** Start RAW DATA **

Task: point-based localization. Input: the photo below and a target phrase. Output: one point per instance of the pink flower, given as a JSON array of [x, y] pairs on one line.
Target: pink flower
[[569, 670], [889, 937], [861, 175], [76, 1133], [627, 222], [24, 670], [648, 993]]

** End RAW DATA **
** Start RAW DATA **

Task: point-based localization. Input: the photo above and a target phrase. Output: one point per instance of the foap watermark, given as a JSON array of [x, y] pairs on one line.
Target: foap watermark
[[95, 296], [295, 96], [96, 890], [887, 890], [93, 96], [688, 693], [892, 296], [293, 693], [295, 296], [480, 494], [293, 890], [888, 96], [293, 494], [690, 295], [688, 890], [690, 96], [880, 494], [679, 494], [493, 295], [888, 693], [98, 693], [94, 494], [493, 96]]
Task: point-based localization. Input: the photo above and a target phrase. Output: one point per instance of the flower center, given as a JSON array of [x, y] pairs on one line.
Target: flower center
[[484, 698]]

** End RAW DATA **
** Start RAW DATA **

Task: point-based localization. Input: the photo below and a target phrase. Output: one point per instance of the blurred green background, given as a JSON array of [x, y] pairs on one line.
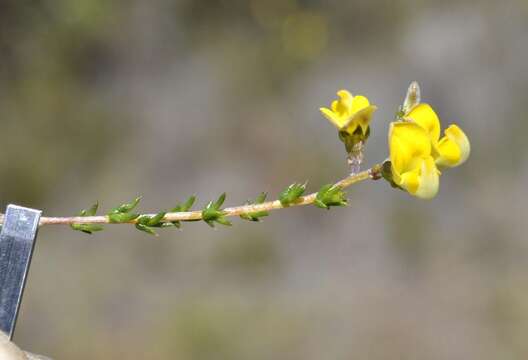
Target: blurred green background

** End RAW DATA **

> [GOAL]: Please return everything in the listing from the line containing "of the flower" down to the line containing "[[484, 698]]", including both of those lines, reproduced character for character.

> [RESPONSE TO THE TASK]:
Task: point-based localization. Input: the photo above and a target phrase. Output: one point per instance of the flower center, given as a JSON array of [x, y] pairs on one line.
Target: flower center
[[484, 698]]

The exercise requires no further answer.